**Excerpts of pointing data:**
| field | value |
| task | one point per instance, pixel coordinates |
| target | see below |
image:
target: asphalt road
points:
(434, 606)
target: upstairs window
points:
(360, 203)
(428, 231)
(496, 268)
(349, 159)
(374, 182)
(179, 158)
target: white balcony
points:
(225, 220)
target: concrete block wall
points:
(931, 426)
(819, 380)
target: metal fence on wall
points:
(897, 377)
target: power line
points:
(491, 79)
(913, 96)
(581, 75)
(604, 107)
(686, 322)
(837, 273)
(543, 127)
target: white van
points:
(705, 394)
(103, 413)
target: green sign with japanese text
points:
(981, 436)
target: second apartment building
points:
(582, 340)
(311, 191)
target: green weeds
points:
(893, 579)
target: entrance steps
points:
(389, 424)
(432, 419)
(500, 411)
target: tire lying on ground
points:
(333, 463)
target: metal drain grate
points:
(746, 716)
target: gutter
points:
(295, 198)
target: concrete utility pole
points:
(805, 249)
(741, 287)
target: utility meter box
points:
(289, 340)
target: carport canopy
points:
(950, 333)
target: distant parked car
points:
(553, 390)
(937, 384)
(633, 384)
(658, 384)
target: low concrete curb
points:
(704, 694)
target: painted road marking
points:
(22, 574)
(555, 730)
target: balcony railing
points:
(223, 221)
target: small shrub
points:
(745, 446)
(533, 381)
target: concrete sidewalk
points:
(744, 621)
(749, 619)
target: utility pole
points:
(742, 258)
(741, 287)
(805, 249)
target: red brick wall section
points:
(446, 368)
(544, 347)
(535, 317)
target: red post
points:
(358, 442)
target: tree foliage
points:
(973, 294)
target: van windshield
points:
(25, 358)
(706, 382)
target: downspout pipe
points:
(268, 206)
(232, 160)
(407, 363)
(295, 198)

**WORK TO DO:**
Output every line of the data above as a numbered list, leaving out any blank lines.

**WRITTEN SOLUTION:**
1. | field | value |
2. | task | one point per instance, pixel coordinates |
3. | target | see below |
4. image:
5. target: asphalt road
6. points:
7. (434, 606)
8. target: upstairs window
9. points:
10. (360, 203)
11. (428, 231)
12. (496, 268)
13. (349, 159)
14. (374, 182)
15. (179, 158)
16. target: white balcony
17. points:
18. (225, 220)
19. target: concrete block wall
20. points:
21. (931, 426)
22. (819, 380)
23. target: metal fence on wall
24. points:
25. (897, 377)
26. target: power line
27. points:
28. (491, 79)
29. (913, 96)
30. (581, 75)
31. (604, 107)
32. (686, 322)
33. (837, 273)
34. (543, 127)
35. target: white van
36. points:
37. (705, 394)
38. (103, 413)
39. target: green sign with japanese text
40. points:
41. (981, 436)
42. target: second apartment building
43. points:
44. (582, 340)
45. (311, 191)
46. target: green weeds
47. points:
48. (893, 579)
49. target: entrance steps
50. points:
51. (389, 424)
52. (432, 419)
53. (500, 411)
54. target: tire lying on ground
55. points:
56. (333, 463)
57. target: metal drain grate
58. points:
59. (746, 716)
60. target: gutter
61. points:
62. (295, 198)
63. target: concrete utility pole
64. points:
65. (805, 249)
66. (741, 287)
67. target: utility meter box
68. points:
69. (289, 340)
70. target: carport canopy
71. points:
72. (950, 333)
73. target: distant parked car
74. points:
75. (553, 390)
76. (937, 384)
77. (633, 384)
78. (658, 384)
79. target: low concrete curb
80. points:
81. (704, 694)
82. target: painted road marking
83. points:
84. (22, 574)
85. (555, 730)
86. target: balcony railing
87. points:
88. (223, 221)
89. target: small shrub
90. points:
91. (745, 446)
92. (533, 381)
93. target: concrete sidewalk
94. points:
95. (744, 621)
96. (749, 619)
97. target: utility pole
98. points:
99. (742, 258)
100. (741, 287)
101. (805, 249)
102. target: red brick wall section
103. points:
104. (446, 368)
105. (544, 347)
106. (535, 317)
107. target: red post
108. points:
109. (358, 442)
110. target: tree foliage
111. points:
112. (973, 294)
113. target: van windshield
114. points:
115. (25, 358)
116. (706, 382)
117. target: downspout pipe
118. points:
119. (268, 206)
120. (232, 160)
121. (407, 363)
122. (295, 198)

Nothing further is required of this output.